▶ [EXERCISE]
Reproduce the lines below from the one containing "the grass yard" through the end of the records, both ends included and requests unchanged. Scale every coordinate in the answers by 1.3, rounding to whole numbers with halves rounded up.

▶ [DATA LINES]
■ ■ ■ ■ ■
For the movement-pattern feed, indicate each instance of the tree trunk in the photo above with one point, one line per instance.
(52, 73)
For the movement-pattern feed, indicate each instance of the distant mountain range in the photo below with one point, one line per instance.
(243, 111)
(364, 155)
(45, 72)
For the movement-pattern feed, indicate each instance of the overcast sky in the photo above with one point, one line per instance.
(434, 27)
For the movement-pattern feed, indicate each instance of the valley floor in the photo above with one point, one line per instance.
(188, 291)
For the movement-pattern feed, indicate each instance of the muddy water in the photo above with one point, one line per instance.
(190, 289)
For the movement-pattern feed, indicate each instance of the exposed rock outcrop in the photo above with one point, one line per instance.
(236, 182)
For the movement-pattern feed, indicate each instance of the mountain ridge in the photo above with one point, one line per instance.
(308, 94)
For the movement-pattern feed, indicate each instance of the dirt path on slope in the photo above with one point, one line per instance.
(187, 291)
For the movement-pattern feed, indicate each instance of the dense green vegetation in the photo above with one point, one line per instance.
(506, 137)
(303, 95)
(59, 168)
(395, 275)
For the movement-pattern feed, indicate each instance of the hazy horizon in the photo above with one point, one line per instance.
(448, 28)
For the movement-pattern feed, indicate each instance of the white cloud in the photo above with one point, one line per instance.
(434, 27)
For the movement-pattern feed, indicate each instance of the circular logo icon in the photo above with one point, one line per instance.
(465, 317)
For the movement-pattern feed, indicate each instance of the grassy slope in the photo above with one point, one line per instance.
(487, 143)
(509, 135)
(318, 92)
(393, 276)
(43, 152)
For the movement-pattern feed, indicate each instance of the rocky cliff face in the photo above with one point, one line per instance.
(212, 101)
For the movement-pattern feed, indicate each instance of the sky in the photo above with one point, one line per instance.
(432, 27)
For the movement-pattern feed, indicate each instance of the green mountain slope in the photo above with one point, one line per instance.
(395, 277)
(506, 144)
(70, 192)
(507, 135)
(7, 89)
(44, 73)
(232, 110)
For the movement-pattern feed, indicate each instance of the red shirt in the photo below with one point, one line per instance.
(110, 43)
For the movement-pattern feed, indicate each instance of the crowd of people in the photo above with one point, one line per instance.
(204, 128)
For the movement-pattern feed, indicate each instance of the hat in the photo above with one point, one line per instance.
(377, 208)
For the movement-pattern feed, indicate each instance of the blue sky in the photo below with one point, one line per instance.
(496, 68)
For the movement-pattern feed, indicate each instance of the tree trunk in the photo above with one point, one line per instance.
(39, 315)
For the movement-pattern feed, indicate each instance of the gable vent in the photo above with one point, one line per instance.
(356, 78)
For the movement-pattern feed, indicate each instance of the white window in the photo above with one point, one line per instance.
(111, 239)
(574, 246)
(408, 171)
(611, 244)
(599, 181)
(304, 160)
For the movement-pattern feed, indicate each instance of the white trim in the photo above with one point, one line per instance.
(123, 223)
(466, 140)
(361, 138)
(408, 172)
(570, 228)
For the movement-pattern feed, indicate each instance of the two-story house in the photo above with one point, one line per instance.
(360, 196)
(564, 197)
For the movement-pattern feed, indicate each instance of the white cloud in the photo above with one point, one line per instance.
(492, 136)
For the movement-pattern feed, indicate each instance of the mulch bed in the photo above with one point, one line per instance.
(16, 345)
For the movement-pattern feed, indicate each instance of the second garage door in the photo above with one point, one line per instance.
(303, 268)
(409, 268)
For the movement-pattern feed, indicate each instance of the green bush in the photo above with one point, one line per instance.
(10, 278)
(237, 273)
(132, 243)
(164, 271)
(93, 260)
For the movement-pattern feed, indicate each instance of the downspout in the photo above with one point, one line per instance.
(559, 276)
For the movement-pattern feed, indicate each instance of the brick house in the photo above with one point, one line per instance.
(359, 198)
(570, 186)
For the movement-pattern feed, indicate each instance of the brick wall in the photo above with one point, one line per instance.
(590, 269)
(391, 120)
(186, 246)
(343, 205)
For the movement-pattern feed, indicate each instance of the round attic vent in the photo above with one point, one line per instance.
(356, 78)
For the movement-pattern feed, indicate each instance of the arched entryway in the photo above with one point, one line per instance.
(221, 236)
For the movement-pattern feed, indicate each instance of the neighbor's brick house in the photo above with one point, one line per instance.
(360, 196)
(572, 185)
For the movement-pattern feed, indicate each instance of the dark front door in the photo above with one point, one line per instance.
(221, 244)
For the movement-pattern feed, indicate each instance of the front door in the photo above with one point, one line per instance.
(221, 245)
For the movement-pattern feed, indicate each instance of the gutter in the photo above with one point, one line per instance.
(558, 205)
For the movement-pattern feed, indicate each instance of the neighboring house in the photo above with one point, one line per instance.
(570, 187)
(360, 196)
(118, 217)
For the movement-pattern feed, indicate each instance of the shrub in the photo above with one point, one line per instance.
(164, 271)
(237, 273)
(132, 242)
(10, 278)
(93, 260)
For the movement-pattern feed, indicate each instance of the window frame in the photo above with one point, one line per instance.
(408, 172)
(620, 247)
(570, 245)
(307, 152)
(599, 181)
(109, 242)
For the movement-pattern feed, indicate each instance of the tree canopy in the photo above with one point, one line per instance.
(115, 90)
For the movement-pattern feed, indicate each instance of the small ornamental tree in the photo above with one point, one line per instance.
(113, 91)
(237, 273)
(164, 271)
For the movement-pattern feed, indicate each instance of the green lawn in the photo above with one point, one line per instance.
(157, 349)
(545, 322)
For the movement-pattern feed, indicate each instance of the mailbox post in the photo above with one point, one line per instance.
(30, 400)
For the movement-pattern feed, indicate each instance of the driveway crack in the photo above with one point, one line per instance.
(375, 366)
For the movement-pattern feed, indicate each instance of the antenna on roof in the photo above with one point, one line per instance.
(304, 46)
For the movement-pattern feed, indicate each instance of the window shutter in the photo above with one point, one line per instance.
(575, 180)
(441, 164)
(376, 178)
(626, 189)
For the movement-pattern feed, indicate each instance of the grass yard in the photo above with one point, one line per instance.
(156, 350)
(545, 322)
■ ■ ■ ■ ■
▶ [COMPLETED EXERCISE]
For the movement-pattern feed, indicate each instance of the grass yard in the photo above with one point, one line per instance.
(203, 455)
(709, 419)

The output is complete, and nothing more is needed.